===== PROVIDED TEXT =====
Bdsm

Olivianna said:
fine, i'll elaborate--i don't think that the majority of men have a proclivity for wearing latex masks, sporting riding crops, or performing enemas on their sexual partners (i.e. bona fide 'BDSM', as you might say)--but, i do think that the majority of men do enjoy a bit or a lot of domination, enforcement of pain, and the such, when it comes to the roles they assume with their sexual partners. my point is that what you term 'BDSM'--a presumably members-only, marginal lifestyle choice--is in large part the crystallization (for lack of a better term) of an attitude towards sexuality that is shared/appreciated by the majority of men.
Far too many long words for him.
 
Olivianna said:
i think of so-called BDSM as indicative of a particular attitude. if you're going to say that 'BDSM' necessitates the use of aluminum handcuffs, feather teasers, and a certain type of nipple clamp, i'd have to argue that all that shite is bs.

BDSM can mean anything. If the people who use toys and nothing else wish to categorise themselves as being into BDSM why not? Technically they're right. Part of the acronym being "bondage and discipline" or "sadism and masochism".
=====
**THE PROBLEM**
Can you transcribe, word for word, the passage of the BDSM forum thread that opens with "Far too many" and closes with "shite is bs."? The data after this point has nothing to do with the BDSM forum thread above.
===== SUPPLIED ENTRIES =====
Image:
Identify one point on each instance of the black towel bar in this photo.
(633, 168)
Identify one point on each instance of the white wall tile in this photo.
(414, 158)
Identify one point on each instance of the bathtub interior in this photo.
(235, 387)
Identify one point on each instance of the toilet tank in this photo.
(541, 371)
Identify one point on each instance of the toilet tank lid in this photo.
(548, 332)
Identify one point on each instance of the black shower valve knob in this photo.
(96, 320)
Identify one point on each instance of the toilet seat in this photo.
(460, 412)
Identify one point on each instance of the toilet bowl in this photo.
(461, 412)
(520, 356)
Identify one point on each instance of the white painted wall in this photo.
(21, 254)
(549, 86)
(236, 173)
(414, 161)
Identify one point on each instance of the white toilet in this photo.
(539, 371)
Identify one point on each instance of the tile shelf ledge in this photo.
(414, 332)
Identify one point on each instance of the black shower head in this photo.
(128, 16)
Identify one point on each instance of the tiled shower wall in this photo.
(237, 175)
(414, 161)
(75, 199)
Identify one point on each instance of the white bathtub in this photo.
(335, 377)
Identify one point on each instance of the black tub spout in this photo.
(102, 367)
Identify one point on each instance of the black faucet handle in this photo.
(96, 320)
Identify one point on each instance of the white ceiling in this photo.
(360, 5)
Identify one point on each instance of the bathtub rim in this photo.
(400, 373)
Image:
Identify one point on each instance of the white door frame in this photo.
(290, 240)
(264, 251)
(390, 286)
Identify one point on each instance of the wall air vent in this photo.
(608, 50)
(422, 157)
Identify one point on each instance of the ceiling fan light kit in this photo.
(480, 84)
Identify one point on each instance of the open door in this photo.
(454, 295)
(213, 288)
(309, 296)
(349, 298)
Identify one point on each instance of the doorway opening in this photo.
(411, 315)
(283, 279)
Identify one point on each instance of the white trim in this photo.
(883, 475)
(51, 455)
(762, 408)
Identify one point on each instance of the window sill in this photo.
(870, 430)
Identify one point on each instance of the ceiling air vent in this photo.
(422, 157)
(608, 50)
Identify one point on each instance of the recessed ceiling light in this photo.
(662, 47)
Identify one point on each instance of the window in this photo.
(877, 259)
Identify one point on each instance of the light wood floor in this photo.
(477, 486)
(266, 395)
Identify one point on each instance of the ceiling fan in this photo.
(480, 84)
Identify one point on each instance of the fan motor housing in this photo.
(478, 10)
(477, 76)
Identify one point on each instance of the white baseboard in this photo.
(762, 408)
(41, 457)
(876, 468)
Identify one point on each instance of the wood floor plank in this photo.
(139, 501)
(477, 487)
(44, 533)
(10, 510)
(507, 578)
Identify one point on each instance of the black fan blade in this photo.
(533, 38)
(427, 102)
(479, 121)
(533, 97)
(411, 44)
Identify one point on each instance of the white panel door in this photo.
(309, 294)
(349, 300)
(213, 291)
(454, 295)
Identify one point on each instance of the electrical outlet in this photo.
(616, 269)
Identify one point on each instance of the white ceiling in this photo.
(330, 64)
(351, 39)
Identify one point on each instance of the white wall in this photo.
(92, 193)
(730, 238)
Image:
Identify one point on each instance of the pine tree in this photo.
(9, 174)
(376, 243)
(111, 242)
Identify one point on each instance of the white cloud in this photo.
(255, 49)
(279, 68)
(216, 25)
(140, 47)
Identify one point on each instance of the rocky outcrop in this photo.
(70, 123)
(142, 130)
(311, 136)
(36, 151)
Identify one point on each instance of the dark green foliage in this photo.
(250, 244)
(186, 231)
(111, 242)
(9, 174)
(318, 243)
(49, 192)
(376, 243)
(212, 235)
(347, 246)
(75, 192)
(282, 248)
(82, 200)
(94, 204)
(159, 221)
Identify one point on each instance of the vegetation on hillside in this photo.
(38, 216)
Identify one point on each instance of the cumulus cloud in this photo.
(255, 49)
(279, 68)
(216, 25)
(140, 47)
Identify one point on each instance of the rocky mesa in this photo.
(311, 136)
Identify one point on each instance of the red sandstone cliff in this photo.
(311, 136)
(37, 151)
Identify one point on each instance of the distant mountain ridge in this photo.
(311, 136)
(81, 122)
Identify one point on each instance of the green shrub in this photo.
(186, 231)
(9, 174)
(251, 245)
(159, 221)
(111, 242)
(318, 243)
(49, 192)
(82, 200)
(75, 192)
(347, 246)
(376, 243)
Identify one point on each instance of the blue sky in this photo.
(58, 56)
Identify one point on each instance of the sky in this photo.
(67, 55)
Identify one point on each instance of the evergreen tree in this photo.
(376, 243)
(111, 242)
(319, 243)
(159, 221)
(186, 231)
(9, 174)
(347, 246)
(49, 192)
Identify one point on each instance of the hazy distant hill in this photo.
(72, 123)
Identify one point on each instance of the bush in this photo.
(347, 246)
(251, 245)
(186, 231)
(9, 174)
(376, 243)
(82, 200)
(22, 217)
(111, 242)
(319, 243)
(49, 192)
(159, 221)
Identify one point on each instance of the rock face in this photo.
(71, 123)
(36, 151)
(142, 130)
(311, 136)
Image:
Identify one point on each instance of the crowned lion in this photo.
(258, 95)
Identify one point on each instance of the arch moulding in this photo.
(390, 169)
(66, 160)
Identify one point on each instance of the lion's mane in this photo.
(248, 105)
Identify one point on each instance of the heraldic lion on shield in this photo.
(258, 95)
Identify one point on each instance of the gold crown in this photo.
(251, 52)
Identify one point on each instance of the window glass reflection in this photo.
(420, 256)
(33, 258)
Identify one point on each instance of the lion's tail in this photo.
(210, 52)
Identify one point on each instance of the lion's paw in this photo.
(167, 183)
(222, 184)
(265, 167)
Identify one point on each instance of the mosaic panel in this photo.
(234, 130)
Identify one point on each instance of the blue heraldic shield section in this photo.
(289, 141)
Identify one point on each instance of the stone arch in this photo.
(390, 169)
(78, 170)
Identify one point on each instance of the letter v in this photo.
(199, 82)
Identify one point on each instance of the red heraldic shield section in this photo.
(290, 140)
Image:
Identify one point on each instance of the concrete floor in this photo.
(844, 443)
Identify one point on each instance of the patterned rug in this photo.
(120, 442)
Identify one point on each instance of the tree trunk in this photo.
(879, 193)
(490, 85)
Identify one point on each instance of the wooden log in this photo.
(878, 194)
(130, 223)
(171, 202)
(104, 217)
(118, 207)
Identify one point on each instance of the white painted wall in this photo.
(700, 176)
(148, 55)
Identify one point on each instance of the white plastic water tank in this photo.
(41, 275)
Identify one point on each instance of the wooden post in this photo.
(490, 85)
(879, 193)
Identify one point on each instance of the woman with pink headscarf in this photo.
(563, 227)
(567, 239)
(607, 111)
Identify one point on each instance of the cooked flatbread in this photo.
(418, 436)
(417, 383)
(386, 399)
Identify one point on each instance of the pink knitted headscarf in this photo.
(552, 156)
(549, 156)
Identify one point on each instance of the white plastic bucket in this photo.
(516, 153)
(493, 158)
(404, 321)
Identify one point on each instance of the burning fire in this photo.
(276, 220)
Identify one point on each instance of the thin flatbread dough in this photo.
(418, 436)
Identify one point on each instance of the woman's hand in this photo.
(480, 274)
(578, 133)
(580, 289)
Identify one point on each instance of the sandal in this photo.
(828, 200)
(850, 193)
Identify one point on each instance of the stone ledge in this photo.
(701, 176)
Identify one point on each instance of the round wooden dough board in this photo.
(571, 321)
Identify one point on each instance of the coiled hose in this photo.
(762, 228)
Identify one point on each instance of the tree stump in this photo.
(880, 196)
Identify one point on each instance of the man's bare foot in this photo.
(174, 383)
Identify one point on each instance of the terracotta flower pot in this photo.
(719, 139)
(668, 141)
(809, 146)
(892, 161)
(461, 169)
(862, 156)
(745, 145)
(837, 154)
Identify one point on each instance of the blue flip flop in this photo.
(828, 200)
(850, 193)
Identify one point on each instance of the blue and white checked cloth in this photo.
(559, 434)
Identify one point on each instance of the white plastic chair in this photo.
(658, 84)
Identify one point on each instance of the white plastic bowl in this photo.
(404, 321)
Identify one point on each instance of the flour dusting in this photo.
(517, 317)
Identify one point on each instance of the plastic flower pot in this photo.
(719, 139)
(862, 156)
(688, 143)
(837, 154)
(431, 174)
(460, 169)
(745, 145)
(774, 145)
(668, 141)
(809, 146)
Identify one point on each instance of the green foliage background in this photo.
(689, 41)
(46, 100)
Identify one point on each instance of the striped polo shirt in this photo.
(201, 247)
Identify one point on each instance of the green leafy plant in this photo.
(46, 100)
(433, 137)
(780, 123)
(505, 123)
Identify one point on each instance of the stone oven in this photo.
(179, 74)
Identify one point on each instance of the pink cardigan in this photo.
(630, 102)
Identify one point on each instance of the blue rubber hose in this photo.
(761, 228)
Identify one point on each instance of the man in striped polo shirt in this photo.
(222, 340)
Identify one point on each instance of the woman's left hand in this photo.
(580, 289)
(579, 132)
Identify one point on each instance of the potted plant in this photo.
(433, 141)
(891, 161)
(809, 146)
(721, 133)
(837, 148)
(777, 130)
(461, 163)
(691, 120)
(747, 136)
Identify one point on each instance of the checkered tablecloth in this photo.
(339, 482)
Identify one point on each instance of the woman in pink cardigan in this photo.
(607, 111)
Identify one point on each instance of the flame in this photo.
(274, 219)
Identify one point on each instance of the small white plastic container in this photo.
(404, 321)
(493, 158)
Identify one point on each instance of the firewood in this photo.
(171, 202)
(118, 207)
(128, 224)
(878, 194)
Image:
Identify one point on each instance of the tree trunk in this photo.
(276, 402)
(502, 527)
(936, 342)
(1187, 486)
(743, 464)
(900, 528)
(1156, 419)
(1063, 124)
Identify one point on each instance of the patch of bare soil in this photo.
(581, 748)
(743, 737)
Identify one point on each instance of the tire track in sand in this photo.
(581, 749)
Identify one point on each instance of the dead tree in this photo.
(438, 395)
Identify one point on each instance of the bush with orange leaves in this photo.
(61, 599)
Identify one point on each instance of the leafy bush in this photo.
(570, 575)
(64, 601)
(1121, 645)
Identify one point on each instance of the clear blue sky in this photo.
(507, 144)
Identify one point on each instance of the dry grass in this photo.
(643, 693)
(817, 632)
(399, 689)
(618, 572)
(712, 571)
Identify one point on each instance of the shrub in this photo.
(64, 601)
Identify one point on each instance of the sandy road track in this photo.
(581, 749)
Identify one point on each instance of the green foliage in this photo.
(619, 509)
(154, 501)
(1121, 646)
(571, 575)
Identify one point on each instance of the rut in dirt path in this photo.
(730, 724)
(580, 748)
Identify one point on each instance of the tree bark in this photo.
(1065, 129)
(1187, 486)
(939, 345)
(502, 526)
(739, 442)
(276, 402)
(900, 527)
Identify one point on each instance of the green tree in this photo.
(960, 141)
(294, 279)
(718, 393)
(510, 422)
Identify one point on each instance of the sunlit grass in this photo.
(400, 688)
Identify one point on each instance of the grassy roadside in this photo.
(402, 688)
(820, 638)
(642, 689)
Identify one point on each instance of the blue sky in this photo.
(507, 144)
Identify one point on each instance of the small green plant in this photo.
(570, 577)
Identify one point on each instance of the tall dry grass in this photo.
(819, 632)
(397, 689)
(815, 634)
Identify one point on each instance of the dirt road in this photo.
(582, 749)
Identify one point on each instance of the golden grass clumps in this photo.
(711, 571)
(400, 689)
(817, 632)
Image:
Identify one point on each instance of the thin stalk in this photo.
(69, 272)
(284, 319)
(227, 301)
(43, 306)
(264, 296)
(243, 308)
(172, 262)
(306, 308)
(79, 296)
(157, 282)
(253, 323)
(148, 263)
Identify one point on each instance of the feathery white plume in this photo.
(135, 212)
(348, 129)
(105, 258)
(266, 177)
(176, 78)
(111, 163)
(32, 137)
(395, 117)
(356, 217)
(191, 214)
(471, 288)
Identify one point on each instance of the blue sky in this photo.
=====
**THE RESULT**
Far too many long words for him.
 
Olivianna said:
i think of so-called BDSM as indicative of a particular attitude. if you're going to say that 'BDSM' necessitates the use of aluminum handcuffs, feather teasers, and a certain type of nipple clamp, i'd have to argue that all that shite is bs.